--- Instruction ---
Could you give the data below again, exactly and completely?

[START OF Excerpted records]

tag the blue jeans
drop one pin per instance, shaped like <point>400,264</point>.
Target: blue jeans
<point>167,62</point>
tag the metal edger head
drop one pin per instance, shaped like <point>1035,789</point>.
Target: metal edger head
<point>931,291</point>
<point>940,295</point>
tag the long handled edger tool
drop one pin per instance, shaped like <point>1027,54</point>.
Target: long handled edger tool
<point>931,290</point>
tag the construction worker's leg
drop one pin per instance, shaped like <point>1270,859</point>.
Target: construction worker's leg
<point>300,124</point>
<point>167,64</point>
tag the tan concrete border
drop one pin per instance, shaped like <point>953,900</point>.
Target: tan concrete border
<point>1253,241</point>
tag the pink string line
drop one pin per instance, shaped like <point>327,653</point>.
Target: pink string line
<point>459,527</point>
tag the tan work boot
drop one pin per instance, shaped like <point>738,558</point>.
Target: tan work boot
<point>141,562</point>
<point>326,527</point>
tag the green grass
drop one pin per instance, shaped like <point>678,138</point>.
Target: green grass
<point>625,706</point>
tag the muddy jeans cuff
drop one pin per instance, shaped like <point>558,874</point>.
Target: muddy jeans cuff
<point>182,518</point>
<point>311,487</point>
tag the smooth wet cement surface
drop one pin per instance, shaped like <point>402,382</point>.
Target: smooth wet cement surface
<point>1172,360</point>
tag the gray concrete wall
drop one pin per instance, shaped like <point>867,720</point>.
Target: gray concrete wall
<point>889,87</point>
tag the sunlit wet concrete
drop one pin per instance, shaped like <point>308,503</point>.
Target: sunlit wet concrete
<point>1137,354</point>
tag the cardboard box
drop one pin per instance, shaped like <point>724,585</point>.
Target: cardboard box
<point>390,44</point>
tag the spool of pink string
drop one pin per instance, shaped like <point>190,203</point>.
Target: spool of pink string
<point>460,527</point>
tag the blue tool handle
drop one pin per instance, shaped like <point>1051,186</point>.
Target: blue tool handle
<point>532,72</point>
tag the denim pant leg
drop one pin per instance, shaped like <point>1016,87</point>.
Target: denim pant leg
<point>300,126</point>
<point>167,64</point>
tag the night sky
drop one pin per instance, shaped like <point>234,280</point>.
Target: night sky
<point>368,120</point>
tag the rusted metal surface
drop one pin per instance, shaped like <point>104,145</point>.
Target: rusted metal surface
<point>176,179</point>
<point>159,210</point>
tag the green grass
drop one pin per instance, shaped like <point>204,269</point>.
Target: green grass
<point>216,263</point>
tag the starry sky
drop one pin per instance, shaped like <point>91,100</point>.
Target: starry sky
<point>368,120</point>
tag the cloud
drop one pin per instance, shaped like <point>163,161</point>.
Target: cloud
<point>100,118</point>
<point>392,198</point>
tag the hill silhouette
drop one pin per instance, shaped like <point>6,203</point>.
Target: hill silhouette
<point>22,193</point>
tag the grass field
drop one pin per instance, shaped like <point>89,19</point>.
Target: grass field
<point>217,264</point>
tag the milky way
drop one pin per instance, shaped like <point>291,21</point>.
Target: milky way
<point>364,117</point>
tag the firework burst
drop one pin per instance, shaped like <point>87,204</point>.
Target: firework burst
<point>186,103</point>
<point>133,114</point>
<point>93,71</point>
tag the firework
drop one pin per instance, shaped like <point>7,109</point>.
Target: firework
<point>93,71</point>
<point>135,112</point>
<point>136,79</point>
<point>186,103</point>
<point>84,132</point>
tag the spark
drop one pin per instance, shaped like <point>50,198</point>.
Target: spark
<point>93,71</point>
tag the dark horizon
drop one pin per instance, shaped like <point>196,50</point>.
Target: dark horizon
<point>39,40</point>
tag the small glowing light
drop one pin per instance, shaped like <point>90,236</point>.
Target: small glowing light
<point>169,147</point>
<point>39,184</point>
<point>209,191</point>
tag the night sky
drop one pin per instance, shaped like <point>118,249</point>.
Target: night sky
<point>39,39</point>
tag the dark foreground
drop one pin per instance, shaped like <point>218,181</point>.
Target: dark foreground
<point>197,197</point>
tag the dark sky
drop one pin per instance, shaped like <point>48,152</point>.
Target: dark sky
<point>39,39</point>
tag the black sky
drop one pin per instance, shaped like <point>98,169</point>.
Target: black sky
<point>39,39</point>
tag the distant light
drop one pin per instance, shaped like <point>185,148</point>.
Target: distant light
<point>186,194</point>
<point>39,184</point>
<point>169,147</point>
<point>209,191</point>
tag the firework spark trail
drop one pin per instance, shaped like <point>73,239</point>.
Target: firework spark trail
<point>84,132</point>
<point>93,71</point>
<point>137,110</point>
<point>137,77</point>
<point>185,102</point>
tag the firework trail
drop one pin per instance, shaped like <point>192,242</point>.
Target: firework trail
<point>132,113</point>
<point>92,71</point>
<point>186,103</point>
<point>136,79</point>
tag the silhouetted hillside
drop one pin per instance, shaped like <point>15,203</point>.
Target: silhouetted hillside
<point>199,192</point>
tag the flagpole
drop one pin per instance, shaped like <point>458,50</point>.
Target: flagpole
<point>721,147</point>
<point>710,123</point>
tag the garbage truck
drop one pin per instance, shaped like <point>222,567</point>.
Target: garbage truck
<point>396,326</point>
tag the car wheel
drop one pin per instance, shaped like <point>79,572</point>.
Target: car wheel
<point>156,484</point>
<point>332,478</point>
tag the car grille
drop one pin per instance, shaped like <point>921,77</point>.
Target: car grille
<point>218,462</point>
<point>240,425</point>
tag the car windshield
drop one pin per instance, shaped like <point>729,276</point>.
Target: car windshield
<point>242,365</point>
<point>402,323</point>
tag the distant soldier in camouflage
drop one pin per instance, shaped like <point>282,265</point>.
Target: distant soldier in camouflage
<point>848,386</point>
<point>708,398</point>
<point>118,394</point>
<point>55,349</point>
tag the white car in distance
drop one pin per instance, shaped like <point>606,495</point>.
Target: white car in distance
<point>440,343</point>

[END OF Excerpted records]

--- Response to the task ---
tag the blue jeans
drop one pin per instance, shaped like <point>400,264</point>.
Target: blue jeans
<point>167,62</point>
tag the metal edger head
drop one pin per instance, shaped like <point>1035,789</point>.
Target: metal edger head
<point>931,291</point>
<point>940,295</point>
tag the long handled edger tool
drop one pin per instance, shaped like <point>1027,54</point>.
Target: long handled edger tool
<point>931,290</point>
tag the construction worker's leg
drop one pin per instance, shaped like <point>1270,859</point>.
Target: construction worker's leg
<point>300,124</point>
<point>167,64</point>
tag the tan concrete border
drop one pin per instance, shaped like <point>953,900</point>.
Target: tan concrete border
<point>1253,241</point>
tag the pink string line
drop one pin per instance, shaped like <point>327,653</point>.
Target: pink string line
<point>459,527</point>
tag the tan work boot
drop one pin per instance, shaped like <point>738,558</point>.
Target: tan work boot
<point>141,562</point>
<point>326,527</point>
tag the green grass
drop one pin per instance, shaped like <point>678,138</point>.
Target: green grass
<point>625,706</point>
tag the muddy jeans cuff
drop one pin per instance, shaped like <point>558,874</point>.
Target: muddy jeans cuff
<point>182,518</point>
<point>311,487</point>
tag the smooth wet cement surface
drop one pin per instance, shaped like <point>402,382</point>.
Target: smooth wet cement surface
<point>1172,360</point>
tag the gray concrete wall
drop one pin per instance, shaped like <point>867,720</point>.
Target: gray concrete wall
<point>889,87</point>
tag the sunlit wet concrete
drop one pin per instance, shaped like <point>308,503</point>.
Target: sunlit wet concrete
<point>1137,354</point>
tag the cardboard box
drop one pin per instance, shaped like <point>724,585</point>.
Target: cardboard box
<point>390,44</point>
tag the spool of pink string
drop one pin per instance, shaped like <point>190,203</point>.
Target: spool of pink string
<point>460,527</point>
tag the blue tool handle
drop one pin per instance, shaped like <point>1051,186</point>.
Target: blue tool handle
<point>532,72</point>
tag the denim pant leg
drop one pin per instance, shaped like <point>1016,87</point>.
Target: denim pant leg
<point>300,126</point>
<point>167,64</point>
tag the night sky
drop one pin per instance, shaped like <point>234,280</point>.
Target: night sky
<point>368,120</point>
tag the rusted metal surface
drop one pin per instance, shaped like <point>104,145</point>.
Target: rusted metal surface
<point>176,179</point>
<point>159,210</point>
tag the green grass
drop one pin per instance, shaped like <point>204,269</point>.
Target: green grass
<point>216,263</point>
tag the starry sky
drop one pin per instance, shaped like <point>91,100</point>.
Target: starry sky
<point>368,120</point>
tag the cloud
drop one pin per instance, shaped like <point>163,161</point>.
Target: cloud
<point>100,118</point>
<point>392,198</point>
tag the hill silhouette
drop one pin per instance, shaped like <point>6,203</point>.
Target: hill silhouette
<point>22,193</point>
tag the grass field
drop one pin per instance, shaped like <point>89,19</point>.
Target: grass field
<point>217,264</point>
tag the milky way
drop one pin per instance, shaped like <point>291,21</point>.
Target: milky way
<point>364,117</point>
tag the firework burst
drop one pin per instance, shaped like <point>87,204</point>.
Target: firework burst
<point>186,103</point>
<point>133,114</point>
<point>93,71</point>
tag the firework
drop one pin per instance, shaped like <point>7,109</point>.
Target: firework
<point>93,71</point>
<point>135,112</point>
<point>136,79</point>
<point>186,103</point>
<point>84,132</point>
tag the spark
drop one pin per instance, shaped like <point>50,198</point>.
Target: spark
<point>93,71</point>
tag the dark horizon
drop one pin per instance, shaped like <point>196,50</point>.
Target: dark horizon
<point>39,40</point>
tag the small glowing light
drop one pin per instance, shaped like <point>90,236</point>.
Target: small glowing light
<point>169,147</point>
<point>39,184</point>
<point>209,191</point>
tag the night sky
drop one pin per instance, shaped like <point>118,249</point>.
Target: night sky
<point>39,39</point>
tag the dark foreground
drop one pin per instance, shaped like <point>218,181</point>.
Target: dark foreground
<point>197,197</point>
tag the dark sky
drop one pin per instance, shaped like <point>48,152</point>.
Target: dark sky
<point>39,39</point>
tag the black sky
drop one pin per instance, shaped like <point>98,169</point>.
Target: black sky
<point>39,39</point>
tag the distant light
drop one pin per instance, shaped like <point>185,148</point>.
Target: distant light
<point>186,194</point>
<point>39,184</point>
<point>169,147</point>
<point>209,191</point>
tag the firework spark trail
drop one pin per instance, shaped like <point>73,239</point>.
Target: firework spark trail
<point>84,132</point>
<point>93,71</point>
<point>137,110</point>
<point>137,77</point>
<point>185,102</point>
tag the firework trail
drop one pin per instance, shaped like <point>192,242</point>.
Target: firework trail
<point>132,113</point>
<point>92,71</point>
<point>186,103</point>
<point>136,79</point>
tag the silhouetted hillside
drop one pin per instance, shaped like <point>15,203</point>.
Target: silhouetted hillside
<point>199,192</point>
tag the flagpole
drop one pin per instance, shaped like <point>458,50</point>.
Target: flagpole
<point>721,147</point>
<point>710,123</point>
tag the garbage truck
drop one pin per instance, shaped like <point>222,567</point>.
Target: garbage truck
<point>396,326</point>
tag the car wheel
drop one pin per instance, shaped like <point>79,572</point>.
Target: car wheel
<point>156,484</point>
<point>332,478</point>
tag the car grille
drop one pin per instance, shaped like <point>921,77</point>.
Target: car grille
<point>218,462</point>
<point>240,425</point>
tag the car windshield
drop one pin per instance, shaped like <point>729,276</point>.
Target: car windshield
<point>242,365</point>
<point>402,323</point>
tag the distant soldier in camouflage
drop one pin per instance, shaped like <point>282,265</point>.
Target: distant soldier in camouflage
<point>848,386</point>
<point>708,398</point>
<point>118,394</point>
<point>55,349</point>
tag the white car in distance
drop one pin per instance, shaped like <point>606,495</point>.
Target: white car in distance
<point>440,343</point>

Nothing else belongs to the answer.